Stated exercise => Please count the lines in the records below that contain the string "cloud", treating uppercase and lowercase as different. Give only the number.

·····

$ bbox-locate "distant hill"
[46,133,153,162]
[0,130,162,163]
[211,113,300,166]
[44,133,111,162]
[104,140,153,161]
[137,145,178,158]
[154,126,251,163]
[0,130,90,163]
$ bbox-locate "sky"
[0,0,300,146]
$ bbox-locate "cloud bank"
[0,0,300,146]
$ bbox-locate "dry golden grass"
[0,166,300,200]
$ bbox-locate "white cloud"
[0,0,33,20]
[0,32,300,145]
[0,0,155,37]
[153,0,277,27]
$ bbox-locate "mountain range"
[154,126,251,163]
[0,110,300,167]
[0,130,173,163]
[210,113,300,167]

·····

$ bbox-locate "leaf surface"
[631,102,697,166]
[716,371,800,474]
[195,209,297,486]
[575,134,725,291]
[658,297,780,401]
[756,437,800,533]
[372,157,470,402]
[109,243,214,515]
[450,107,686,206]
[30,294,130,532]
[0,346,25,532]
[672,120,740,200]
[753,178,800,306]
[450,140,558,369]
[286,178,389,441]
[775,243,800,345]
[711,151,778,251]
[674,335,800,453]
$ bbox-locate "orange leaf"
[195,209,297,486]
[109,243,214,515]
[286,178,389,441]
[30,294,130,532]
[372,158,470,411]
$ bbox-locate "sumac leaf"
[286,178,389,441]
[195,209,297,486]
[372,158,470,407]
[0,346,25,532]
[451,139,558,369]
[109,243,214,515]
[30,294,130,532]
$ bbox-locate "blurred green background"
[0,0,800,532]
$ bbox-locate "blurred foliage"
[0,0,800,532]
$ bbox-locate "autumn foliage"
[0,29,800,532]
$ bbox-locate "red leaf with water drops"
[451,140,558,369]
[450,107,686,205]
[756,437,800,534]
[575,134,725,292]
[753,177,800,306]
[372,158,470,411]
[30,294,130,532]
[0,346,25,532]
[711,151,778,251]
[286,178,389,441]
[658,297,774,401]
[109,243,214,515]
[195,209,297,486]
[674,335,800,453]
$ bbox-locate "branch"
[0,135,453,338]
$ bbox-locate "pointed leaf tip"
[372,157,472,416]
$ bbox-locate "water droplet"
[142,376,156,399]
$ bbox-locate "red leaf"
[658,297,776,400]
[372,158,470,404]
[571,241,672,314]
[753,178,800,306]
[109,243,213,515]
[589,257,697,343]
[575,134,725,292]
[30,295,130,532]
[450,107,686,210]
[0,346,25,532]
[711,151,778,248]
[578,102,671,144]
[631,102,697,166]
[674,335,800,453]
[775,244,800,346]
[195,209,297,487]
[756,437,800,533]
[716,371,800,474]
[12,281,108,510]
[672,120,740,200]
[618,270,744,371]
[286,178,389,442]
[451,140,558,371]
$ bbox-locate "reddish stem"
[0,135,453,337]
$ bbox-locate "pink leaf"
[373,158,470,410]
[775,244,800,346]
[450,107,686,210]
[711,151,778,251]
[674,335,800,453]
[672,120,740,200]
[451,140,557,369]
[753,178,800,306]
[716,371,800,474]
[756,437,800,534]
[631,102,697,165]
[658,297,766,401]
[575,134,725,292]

·····

Worked solution => 2